#### TO DO:
In the data that follows, find the line containing "Exercise. Mark the white"; then quote that line and every line after it, exactly, through the last one.

Begin GIVEN DATA

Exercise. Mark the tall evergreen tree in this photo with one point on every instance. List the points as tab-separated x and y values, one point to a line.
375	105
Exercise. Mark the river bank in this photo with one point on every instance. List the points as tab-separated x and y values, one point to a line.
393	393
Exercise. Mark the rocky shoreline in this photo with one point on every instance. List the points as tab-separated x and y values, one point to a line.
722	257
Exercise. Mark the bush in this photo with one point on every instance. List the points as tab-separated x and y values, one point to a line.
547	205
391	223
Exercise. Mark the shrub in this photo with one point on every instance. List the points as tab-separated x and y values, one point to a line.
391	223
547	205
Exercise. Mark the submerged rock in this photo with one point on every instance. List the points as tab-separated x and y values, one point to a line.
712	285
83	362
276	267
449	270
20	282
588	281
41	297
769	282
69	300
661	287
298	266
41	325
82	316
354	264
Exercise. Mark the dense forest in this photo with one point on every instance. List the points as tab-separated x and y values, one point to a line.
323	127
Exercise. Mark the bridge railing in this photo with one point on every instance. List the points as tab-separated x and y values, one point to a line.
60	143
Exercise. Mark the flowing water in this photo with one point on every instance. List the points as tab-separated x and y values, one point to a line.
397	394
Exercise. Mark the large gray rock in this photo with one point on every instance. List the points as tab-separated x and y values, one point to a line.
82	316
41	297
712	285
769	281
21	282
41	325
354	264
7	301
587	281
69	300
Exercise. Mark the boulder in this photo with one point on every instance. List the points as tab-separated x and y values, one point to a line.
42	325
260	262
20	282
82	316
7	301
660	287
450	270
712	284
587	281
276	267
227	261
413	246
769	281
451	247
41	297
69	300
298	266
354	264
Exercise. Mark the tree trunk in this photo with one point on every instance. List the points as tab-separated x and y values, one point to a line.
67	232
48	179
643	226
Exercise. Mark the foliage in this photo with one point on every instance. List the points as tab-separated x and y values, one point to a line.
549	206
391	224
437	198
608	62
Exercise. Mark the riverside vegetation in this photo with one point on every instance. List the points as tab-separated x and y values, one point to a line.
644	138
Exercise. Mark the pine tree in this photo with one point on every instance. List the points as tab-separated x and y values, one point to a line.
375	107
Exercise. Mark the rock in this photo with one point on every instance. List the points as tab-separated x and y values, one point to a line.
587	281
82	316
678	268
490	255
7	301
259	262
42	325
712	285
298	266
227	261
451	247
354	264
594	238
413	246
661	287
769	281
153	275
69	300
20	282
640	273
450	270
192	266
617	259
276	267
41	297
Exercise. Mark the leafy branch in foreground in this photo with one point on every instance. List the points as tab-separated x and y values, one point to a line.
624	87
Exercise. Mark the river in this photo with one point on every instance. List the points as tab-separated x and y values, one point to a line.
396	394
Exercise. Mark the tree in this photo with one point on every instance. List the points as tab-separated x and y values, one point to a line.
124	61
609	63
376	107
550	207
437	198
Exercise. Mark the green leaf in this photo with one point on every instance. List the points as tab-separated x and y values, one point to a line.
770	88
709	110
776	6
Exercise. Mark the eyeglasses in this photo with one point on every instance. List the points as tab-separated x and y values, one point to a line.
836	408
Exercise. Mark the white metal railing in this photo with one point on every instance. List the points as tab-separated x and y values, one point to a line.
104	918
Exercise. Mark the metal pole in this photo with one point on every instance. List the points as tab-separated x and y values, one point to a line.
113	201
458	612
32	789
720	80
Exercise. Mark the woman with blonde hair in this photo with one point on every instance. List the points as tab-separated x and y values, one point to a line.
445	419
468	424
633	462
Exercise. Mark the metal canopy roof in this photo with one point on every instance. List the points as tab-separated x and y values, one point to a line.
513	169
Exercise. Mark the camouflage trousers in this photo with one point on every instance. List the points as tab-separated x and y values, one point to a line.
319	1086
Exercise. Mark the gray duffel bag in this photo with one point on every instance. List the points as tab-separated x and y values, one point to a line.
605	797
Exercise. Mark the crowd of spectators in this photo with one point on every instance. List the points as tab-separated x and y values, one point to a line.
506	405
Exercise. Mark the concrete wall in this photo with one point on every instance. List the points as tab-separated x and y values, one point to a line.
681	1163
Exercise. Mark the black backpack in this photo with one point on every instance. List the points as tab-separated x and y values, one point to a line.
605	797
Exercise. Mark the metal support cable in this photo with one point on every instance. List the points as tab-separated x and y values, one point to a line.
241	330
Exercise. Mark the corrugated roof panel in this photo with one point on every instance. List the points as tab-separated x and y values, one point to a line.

End GIVEN DATA

#### ANSWER IN FULL:
Exercise. Mark the white metal railing in this photo with one point on every instance. List the points as tab-separated x and y values, one point to a line.
104	918
Exercise. Mark the metal pole in this photo with one point on every instance. List the points as tab-separated x and y values, one point to a line.
113	201
458	612
32	789
720	80
Exercise. Mark the woman with blonde hair in this photo with one point on every instance. List the points as tab-separated x and y values, one point to a line.
445	419
468	424
633	462
Exercise. Mark the metal canopy roof in this photo with one point on every instance. List the points as tab-separated x and y values, one point to a line.
513	169
Exercise. Mark the camouflage trousers in this photo with one point on every instance. List the points as tab-separated x and y values, one point to a line.
319	1086
Exercise. Mark the gray duffel bag in this photo with one point on every instance. List the points as tab-separated x and y values, one point to a line.
605	797
Exercise. Mark the crowd of spectators in this photo with one point on every instance. List the points as tab-separated x and y values, one point to a line.
506	405
Exercise. Mark the concrete wall in this photo with one point on every instance. List the points as tab-separated x and y values, one point to a line.
681	1163
Exercise. Mark the black backpack in this photo with one point on every instance. List the points as tab-separated x and y values, one point to a line.
605	797
Exercise. Mark the metal support cable in this photo with one point on every instance. List the points as tab-separated x and y values, one point to a line.
241	330
Exercise. Mark the corrugated roof panel in this photo with one point on every instance. List the points as tab-separated x and y values, one point to a line.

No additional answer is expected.